Excerpt to read:
--- START ---

Speaking at the second edition of the Fashion Loves Food gala hosted by WWD with The Style Gate and Galateo and Friends in Milan last week, Lunelli shared the stage with Stefania Valenti, managing director of business school Istituto Marangoni, and Christophe Mercier, the school’s luxury hospitality leader and adviser.
Known for its experience in training professionals in the fashion, art and design space, Istituto Marangoni is gearing up to debut its first two post-graduate master’s degrees in hospitality. Courses in fashion luxury and brand management for hospitality and luxury hospitality and customer experience management will bow in 2025 at the school’s Milan and Paris units, respectively.
Valenti believes that the educational method implemented by Istituto Marangoni over the past almost 90 years can easily be transferred to other fields and industries.
The recent developments in the field of hospitality stemmed from the evidence that students from Swiss hospitality schools attended master courses in fashion, luxury and brand management at Istituto Marangoni. When one of those schools came knocking at the door looking for synergies, Valentini and the school’s team realized they could expand into that sector alone, aiming to provide their students with an education that benefits from the school’s cross-pollination of art, design and fashion.

--- END ---

Required work:
**1.** Please print the part of the Istituto Marangoni article from "Known for its" to "fields and industries.".
**2.** In the Istituto Marangoni article, in what year will the school's first hospitality master's degrees debut?
You won't need the data.

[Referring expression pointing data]
--- START ---

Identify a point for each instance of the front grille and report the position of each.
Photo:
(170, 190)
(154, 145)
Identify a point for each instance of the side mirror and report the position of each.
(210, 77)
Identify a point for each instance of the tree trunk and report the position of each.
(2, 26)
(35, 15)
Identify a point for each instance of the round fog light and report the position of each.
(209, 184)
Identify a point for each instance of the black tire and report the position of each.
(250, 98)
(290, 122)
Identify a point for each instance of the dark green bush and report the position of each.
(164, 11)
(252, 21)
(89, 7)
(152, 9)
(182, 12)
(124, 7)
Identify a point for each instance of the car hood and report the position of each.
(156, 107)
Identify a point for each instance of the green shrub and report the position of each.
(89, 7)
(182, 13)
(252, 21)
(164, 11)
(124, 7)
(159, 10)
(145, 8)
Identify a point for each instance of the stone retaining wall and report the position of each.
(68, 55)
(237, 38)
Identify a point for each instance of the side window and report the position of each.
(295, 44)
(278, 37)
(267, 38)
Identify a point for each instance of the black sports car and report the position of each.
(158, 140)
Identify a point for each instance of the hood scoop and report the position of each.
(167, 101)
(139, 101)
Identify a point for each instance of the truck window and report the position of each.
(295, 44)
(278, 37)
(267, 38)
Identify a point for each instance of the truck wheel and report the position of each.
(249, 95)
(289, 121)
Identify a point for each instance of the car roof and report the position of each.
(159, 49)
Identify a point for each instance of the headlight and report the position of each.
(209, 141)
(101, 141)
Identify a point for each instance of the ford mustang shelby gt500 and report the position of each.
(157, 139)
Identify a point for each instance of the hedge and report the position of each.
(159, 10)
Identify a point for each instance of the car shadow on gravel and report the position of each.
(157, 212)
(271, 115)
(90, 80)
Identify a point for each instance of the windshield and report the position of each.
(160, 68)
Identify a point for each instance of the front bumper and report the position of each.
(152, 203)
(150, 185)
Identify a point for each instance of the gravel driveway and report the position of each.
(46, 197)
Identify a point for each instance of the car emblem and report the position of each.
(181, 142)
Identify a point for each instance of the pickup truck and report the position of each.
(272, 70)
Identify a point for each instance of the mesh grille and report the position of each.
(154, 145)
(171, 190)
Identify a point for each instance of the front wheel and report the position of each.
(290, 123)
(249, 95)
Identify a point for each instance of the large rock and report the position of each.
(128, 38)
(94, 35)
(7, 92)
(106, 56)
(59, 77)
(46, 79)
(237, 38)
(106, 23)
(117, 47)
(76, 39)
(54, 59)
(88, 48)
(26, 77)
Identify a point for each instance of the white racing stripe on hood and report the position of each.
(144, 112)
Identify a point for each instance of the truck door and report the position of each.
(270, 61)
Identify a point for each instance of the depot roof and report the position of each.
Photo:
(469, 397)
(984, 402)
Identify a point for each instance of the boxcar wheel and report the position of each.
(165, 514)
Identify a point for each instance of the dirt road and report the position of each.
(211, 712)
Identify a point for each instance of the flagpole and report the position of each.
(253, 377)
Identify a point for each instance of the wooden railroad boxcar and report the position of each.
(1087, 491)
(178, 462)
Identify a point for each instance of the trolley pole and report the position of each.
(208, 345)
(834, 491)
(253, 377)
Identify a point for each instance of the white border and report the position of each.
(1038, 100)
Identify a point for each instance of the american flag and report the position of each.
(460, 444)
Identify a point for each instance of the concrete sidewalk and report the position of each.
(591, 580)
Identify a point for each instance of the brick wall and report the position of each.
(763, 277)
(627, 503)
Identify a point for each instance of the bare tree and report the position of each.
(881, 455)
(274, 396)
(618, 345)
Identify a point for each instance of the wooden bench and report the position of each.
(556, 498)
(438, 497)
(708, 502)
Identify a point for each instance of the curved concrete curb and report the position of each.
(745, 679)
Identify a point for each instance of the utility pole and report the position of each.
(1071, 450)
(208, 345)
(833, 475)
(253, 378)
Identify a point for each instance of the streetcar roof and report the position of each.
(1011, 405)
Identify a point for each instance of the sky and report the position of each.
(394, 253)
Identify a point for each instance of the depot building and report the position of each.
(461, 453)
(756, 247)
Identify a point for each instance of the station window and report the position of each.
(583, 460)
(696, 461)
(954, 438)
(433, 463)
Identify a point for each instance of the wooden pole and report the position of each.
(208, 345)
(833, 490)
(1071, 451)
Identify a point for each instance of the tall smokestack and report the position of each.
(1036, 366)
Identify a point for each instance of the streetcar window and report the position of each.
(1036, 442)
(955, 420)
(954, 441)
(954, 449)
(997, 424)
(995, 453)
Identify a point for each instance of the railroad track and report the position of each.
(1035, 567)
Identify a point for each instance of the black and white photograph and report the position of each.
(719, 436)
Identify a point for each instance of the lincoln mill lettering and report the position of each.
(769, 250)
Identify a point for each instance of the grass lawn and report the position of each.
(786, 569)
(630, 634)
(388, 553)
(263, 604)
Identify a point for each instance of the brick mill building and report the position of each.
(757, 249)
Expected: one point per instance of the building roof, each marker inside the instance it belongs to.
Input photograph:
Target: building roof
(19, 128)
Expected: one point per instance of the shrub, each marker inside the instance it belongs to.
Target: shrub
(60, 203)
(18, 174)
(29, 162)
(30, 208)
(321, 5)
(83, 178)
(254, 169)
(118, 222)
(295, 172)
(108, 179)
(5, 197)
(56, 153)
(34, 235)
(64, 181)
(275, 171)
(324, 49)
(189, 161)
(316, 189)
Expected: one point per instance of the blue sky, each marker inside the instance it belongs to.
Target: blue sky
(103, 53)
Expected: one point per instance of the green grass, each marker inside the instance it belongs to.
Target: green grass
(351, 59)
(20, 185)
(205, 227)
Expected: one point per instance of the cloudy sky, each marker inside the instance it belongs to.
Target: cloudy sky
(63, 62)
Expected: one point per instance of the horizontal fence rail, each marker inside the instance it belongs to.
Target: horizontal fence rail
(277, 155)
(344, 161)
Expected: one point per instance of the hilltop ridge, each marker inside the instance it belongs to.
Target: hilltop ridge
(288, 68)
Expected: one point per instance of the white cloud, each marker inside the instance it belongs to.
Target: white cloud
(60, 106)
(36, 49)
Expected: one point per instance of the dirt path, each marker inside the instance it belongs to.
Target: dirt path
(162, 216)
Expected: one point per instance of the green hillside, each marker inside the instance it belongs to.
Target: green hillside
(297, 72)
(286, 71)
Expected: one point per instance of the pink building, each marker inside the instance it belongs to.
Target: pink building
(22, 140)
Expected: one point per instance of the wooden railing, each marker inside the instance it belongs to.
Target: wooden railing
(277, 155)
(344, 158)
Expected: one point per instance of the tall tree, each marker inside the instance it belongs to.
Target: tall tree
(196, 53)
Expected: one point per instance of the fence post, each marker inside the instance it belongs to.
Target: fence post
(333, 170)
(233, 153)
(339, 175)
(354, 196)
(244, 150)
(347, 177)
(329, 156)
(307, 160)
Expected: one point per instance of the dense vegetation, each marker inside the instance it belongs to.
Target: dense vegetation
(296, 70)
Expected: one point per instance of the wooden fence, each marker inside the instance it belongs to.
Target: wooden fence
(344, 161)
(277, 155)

--- END ---

Results for each task:
**1.**
Known for its experience in training professionals in the fashion, art and design space, Istituto Marangoni is gearing up to debut its first two post-graduate master’s degrees in hospitality. Courses in fashion luxury and brand management for hospitality and luxury hospitality and customer experience management will bow in 2025 at the school’s Milan and Paris units, respectively.
Valenti believes that the educational method implemented by Istituto Marangoni over the past almost 90 years can easily be transferred to other fields and industries.

**2.** 2025